Provided records =
::::
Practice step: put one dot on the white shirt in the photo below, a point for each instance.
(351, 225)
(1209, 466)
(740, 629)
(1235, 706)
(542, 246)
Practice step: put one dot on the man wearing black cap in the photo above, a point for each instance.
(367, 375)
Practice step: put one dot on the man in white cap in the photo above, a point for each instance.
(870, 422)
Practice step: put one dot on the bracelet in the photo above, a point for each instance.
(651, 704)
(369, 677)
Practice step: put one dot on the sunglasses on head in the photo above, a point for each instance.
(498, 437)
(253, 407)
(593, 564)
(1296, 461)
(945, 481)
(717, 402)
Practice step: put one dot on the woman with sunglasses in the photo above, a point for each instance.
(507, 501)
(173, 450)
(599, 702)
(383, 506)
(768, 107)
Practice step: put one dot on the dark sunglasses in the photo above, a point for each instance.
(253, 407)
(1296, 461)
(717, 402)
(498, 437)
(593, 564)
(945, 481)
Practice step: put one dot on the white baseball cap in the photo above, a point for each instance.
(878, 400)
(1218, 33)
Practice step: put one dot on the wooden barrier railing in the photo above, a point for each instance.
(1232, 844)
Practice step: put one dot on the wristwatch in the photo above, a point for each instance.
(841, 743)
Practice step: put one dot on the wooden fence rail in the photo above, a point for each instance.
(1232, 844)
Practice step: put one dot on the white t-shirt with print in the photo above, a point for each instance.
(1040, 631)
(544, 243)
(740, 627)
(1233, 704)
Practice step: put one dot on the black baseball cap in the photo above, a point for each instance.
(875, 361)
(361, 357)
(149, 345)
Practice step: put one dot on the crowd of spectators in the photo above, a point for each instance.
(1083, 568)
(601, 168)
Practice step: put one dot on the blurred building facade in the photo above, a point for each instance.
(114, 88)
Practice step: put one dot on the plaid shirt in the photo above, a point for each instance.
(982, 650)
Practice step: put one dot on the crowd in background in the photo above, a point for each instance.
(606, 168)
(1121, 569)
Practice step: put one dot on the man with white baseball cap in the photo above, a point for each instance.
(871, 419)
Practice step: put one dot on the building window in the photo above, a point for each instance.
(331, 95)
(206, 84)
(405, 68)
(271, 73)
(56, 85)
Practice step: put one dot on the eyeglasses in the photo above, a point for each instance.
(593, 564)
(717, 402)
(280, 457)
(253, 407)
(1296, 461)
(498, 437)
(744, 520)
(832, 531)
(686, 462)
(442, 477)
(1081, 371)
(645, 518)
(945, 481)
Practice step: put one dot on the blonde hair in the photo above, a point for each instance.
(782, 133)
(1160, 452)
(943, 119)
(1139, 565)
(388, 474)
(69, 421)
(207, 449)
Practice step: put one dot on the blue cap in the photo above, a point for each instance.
::::
What to produce = Retype only the lines running from the line with "Practice step: put one dot on the wooden fence" to the end of the listing, including both of those lines.

Exercise answer =
Practice step: put one dot on the wooden fence rail in the photo above, a point for each instance.
(1232, 844)
Practice step: put one dot on the white t-shirt with print in the photo above, a point for each instance.
(1040, 631)
(544, 243)
(740, 627)
(1233, 704)
Practice step: put one dot on the black baseball cap in the photo above, a point for each instance.
(875, 361)
(361, 357)
(149, 345)
Practice step: put one dot on the crowd of spectators in the photo above, a point for each instance.
(1083, 568)
(601, 168)
Practice step: put one dot on the blurred building facade in the photo above, a point for each instance.
(114, 88)
Practice step: put one dot on the plaid shirt in the photo above, a point for each instance.
(982, 650)
Practice step: put one dot on the crowd in background in the photo above, a point for each instance.
(606, 168)
(1121, 569)
Practice step: put one dot on the man with white baseball cap in the photo above, a point for each instance.
(871, 419)
Practice step: put one dot on the building window in the photo above, a point for each instance.
(331, 95)
(206, 84)
(405, 68)
(271, 73)
(56, 85)
Practice step: put one dot on the eyeglasses in the photo above, a point for each instance.
(593, 564)
(717, 402)
(280, 457)
(253, 407)
(1296, 461)
(498, 437)
(744, 520)
(832, 531)
(686, 462)
(442, 477)
(1081, 371)
(645, 518)
(945, 481)
Practice step: put one dot on the blonde hair in the photo above, a point for each instance.
(782, 133)
(1160, 452)
(943, 119)
(1139, 565)
(388, 474)
(69, 421)
(207, 449)
Practice step: put one dot on the blue cap in the photo above, a point for each instance.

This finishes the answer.